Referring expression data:
══════════════════════════════
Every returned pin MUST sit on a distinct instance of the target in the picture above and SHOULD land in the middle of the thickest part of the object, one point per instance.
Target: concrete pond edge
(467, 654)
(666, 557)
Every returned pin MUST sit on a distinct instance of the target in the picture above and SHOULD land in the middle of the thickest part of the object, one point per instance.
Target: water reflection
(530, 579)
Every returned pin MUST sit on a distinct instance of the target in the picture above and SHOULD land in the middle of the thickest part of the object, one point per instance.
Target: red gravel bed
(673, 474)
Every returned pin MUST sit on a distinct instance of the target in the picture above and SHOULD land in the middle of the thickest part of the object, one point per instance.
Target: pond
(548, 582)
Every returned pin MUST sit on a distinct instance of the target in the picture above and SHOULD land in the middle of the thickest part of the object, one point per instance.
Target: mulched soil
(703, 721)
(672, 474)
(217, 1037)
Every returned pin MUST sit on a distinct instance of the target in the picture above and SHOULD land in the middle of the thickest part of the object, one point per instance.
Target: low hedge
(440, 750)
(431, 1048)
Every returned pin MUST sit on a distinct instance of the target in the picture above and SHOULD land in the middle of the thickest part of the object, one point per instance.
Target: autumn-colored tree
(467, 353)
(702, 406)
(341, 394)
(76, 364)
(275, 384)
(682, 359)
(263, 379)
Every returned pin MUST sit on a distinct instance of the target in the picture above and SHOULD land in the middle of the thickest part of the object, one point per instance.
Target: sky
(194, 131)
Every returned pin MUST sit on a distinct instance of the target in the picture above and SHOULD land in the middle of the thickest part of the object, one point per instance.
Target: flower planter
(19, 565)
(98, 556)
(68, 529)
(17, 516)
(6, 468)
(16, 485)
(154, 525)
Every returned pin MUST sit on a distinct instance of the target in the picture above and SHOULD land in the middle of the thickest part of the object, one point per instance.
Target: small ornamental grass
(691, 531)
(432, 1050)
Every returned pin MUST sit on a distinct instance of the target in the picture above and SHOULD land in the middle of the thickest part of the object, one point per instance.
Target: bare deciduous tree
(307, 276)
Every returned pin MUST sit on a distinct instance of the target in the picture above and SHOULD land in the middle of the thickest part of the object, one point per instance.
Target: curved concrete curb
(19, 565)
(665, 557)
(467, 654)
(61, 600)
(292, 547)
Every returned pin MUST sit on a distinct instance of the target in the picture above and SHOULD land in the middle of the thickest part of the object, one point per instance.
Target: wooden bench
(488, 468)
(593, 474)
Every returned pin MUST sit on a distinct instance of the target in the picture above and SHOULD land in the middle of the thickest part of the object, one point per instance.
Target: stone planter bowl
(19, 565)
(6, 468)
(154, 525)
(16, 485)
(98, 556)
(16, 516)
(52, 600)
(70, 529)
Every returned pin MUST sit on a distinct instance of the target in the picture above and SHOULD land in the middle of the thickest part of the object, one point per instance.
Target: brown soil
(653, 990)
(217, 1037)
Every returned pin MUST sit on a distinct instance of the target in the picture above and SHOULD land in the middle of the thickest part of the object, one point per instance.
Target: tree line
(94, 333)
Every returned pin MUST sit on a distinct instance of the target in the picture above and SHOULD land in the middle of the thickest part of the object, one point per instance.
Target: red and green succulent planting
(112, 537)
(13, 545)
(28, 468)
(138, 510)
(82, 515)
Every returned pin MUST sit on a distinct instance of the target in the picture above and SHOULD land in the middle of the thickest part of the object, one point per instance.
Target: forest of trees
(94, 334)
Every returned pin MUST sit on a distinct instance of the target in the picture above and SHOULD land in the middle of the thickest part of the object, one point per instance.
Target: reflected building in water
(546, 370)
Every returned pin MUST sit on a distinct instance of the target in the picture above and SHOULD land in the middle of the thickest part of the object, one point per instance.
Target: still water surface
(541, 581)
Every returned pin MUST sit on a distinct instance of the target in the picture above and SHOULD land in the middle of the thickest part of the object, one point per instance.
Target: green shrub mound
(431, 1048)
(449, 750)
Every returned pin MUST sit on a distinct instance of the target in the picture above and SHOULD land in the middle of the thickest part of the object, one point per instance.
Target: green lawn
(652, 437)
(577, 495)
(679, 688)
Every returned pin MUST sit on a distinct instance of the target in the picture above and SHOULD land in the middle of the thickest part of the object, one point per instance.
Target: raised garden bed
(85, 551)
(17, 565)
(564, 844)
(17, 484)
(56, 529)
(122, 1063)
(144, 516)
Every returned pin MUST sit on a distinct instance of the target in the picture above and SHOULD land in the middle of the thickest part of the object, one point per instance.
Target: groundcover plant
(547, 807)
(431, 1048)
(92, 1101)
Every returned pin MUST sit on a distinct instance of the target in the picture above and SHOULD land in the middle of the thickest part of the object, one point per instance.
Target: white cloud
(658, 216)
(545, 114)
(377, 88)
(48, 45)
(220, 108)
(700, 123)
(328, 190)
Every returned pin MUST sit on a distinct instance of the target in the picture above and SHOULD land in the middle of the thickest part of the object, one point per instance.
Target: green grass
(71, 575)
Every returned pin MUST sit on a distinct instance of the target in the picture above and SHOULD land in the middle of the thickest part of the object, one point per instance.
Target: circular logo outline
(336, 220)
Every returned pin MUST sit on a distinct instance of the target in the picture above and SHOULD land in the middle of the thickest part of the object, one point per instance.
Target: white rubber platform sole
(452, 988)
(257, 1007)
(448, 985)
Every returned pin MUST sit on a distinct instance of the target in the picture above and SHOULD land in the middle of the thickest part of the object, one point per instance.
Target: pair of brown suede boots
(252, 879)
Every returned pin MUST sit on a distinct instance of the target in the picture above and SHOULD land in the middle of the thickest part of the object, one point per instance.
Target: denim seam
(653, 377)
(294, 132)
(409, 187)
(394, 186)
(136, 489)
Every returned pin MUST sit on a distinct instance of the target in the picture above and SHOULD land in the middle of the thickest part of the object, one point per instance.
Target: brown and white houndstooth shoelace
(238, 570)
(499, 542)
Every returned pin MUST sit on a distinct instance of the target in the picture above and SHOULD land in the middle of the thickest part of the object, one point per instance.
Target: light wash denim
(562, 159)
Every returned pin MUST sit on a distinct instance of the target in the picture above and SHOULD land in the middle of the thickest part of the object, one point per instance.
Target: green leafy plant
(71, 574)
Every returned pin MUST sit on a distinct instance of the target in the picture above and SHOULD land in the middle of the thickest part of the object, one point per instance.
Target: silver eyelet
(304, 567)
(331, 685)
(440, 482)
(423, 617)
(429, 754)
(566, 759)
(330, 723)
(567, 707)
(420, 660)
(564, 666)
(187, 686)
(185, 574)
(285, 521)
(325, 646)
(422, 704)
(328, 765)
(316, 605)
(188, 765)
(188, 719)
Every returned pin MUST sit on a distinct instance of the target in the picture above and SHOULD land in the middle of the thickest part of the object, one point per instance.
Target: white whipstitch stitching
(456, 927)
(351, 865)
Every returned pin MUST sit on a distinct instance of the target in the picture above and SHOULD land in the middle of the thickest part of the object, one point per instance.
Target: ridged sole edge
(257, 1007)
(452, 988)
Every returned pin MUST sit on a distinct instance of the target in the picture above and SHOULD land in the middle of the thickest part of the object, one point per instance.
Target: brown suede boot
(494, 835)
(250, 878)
══════════════════════════════
What is being asked:
Each line above is to be set down again verbatim.

Result of this exercise:
Every returned pin MUST sit on a distinct instance of the target in the picture above and SHOULD land in the middle of the thickest part of the object, one point per instance.
Target: concrete pond edge
(467, 654)
(666, 557)
Every returned pin MUST sit on a distinct instance of the target in the picture above and SHOULD land in the middle of the thickest part of the object, one point per instance.
Target: water reflection
(530, 579)
Every returned pin MUST sit on a distinct instance of the target in the picture above and SHOULD land in the middle of the thickest part of the object, one point per instance.
Target: red gravel bed
(673, 474)
Every returned pin MUST sit on a distinct instance of the target in the picture above and SHOULD land in the middle of the thickest part of the object, one point per instance.
Target: pond
(548, 582)
Every returned pin MUST sit on a distinct instance of the target in the picture above and SHOULD land in the middle of the thickest part of the object, one point per instance.
Target: mulched soil
(703, 721)
(672, 474)
(217, 1037)
Every returned pin MUST sit on a distinct instance of the target in the picture above and SHOULD land in the middle of the thickest part of the object, one point per instance.
Target: low hedge
(440, 750)
(431, 1048)
Every returned pin MUST sit on a distinct instance of the target in the picture above and SHOULD land in the middle of the thickest part of the object, one point per instance.
Target: autumn-colored tree
(467, 353)
(702, 406)
(341, 394)
(76, 364)
(275, 384)
(682, 359)
(263, 379)
Every returned pin MUST sit on a distinct instance of the target in the picture above and SHOULD land in the middle of the thickest part of the object, one point per instance.
Target: sky
(194, 131)
Every returned pin MUST sit on a distinct instance of the target in the picture above and SHOULD land in the middle of the thickest part of the object, one point per instance.
Target: flower planter
(19, 565)
(98, 556)
(68, 529)
(17, 516)
(6, 468)
(16, 485)
(154, 525)
Every returned pin MUST sit on a distinct instance of the target in the picture above and SHOULD land in the middle of the thickest part of the object, one point per instance.
Target: small ornamental grass
(691, 531)
(432, 1050)
Every returned pin MUST sit on a distinct instance of the target in the picture above and SHOULD land in the middle of the thickest part of the object, one point per instance.
Target: bare deciduous tree
(307, 276)
Every returned pin MUST sit on a distinct instance of the target in the picture above and SHOULD land in the middle of the thickest part of the object, one point per instance.
Target: curved concrete curb
(19, 565)
(665, 557)
(467, 654)
(61, 600)
(292, 547)
Every returned pin MUST sit on a distinct instance of the target in the picture above and SHOULD land in the middle of the thickest part of the object, one point per instance.
Target: wooden bench
(488, 468)
(593, 474)
Every returned pin MUST sit on a distinct instance of the target in the picture above and SHOULD land in the middle of the thickest part of the object, one point per instance.
Target: stone planter bowl
(19, 565)
(6, 468)
(154, 525)
(16, 485)
(98, 556)
(16, 516)
(52, 600)
(70, 529)
Every returned pin MUST sit on a distinct instance of the target in the picture above and SHOULD land in the middle of the thickest part of the object, one point per instance.
Target: brown soil
(653, 990)
(217, 1037)
Every returned pin MUST sit on a distinct instance of the target in the picture above and SHOULD land in the middle of the thickest part of the object, one point per instance.
Target: tree line
(94, 333)
Every returned pin MUST sit on a distinct instance of the target in the picture above and SHOULD land in the middle of the thickest part of the object, one point per instance.
Target: red and green succulent planting
(112, 537)
(13, 545)
(28, 468)
(138, 510)
(82, 515)
Every returned pin MUST sit on a distinct instance of the target in the picture above and SHOULD land in the middle of the thickest part of the object, one point per instance.
Target: forest of trees
(94, 334)
Every returned pin MUST sit on a distinct instance of the target in the picture above and SHOULD land in the middle of the thickest part of the object, one point per instance.
Target: reflected building in water
(546, 370)
Every returned pin MUST sit on a distinct instance of the target in the picture above and SHOULD land in the middle of the thickest part of the object, one point per instance.
Target: still water surface
(541, 581)
Every returned pin MUST sit on a distinct instance of the target in the picture above and SHOULD land in the middle of the thickest part of the object, one point per instance.
Target: green shrub mound
(431, 1048)
(449, 750)
Every returned pin MUST sit on a distinct instance of the target in the picture above and SHOULD land in the middle of the thickest part of the object, one point per instance.
Target: green lawn
(652, 437)
(577, 495)
(679, 688)
Every returned pin MUST sit on a distinct instance of the target in the picture above and SHOULD land in the middle of the thickest part of the object, one point per instance.
Target: raised garden bed
(85, 551)
(17, 565)
(564, 844)
(17, 484)
(56, 529)
(122, 1063)
(144, 516)
Every returned pin MUST sit on a distinct instance of the target in the picture above and SHOULD land in the middle of the thickest part of the object, one point per instance.
Target: groundcover plant
(547, 807)
(431, 1048)
(92, 1101)
Every returned pin MUST sit on a distinct instance of the target in the picture above and SHOULD land in the middle of the thickest part of the object, one point per instance.
Target: white cloud
(658, 216)
(545, 114)
(377, 88)
(48, 45)
(220, 108)
(700, 123)
(328, 190)
Every returned pin MUST sit on a distinct instance of the target in the picture above and SHOULD land in the middle of the thickest part of the object, one point per instance.
Target: green grass
(71, 575)
Every returned pin MUST sit on a distinct instance of the target in the picture above and SHOULD land in the middle of the thickest part of the object, one point per instance.
Target: circular logo outline
(336, 220)
Every returned pin MUST sit on a distinct instance of the target in the picture above and SHOULD land in the middle of the thickest part of the object, one point per instance.
Target: white rubber platform sole
(452, 988)
(257, 1007)
(448, 985)
Every returned pin MUST sit on a distinct instance of the target in the picture above and SHOULD land in the middle of the thickest part of the object, one point per instance.
Target: pair of brown suede boots
(252, 879)
Every returned pin MUST sit on a distinct instance of the target in the picture above and SHOULD land in the middle of the thickest part of the object, one point per instance.
Target: denim seam
(653, 377)
(294, 132)
(409, 187)
(394, 186)
(136, 489)
Every returned pin MUST sit on a distinct instance of the target in the picture above and SHOULD land in the middle of the thickest part of the object, one point per instance.
Target: brown and white houndstooth shoelace
(238, 570)
(499, 542)
Every returned pin MUST sit on a distinct instance of the target in the picture above and SHOULD land in the middle of the thickest part of the object, one point per instance.
Target: light wash denim
(562, 159)
Every returned pin MUST sit on a distinct instance of the target in the picture above and SHOULD land in the middle of the thickest part of the object, one point per instance.
Target: green leafy plant
(71, 574)
Every returned pin MUST sit on a distinct instance of the target in the picture above and SHOULD land in the middle of the thickest part of the object, one point per instance.
Target: silver eyelet
(304, 567)
(331, 685)
(440, 482)
(423, 617)
(429, 754)
(566, 759)
(330, 723)
(567, 707)
(420, 660)
(564, 666)
(187, 686)
(185, 574)
(285, 521)
(325, 646)
(422, 704)
(328, 765)
(316, 605)
(188, 765)
(188, 719)
Every returned pin MUST sit on a distinct instance of the target in the picture above and SHOULD land in the middle of the thickest part of the object, one point per instance.
Target: white whipstitch stitching
(456, 927)
(351, 865)
Every returned pin MUST sit on a distinct instance of the target in the picture above and SHOULD land in the middle of the thickest part of the object, one point per instance.
Target: ridged sole edge
(257, 1007)
(452, 988)
Every returned pin MUST sit on a distinct instance of the target in the picture above and SHOULD land in the middle of the thickest part of the object, one point per instance.
Target: brown suede boot
(494, 835)
(250, 878)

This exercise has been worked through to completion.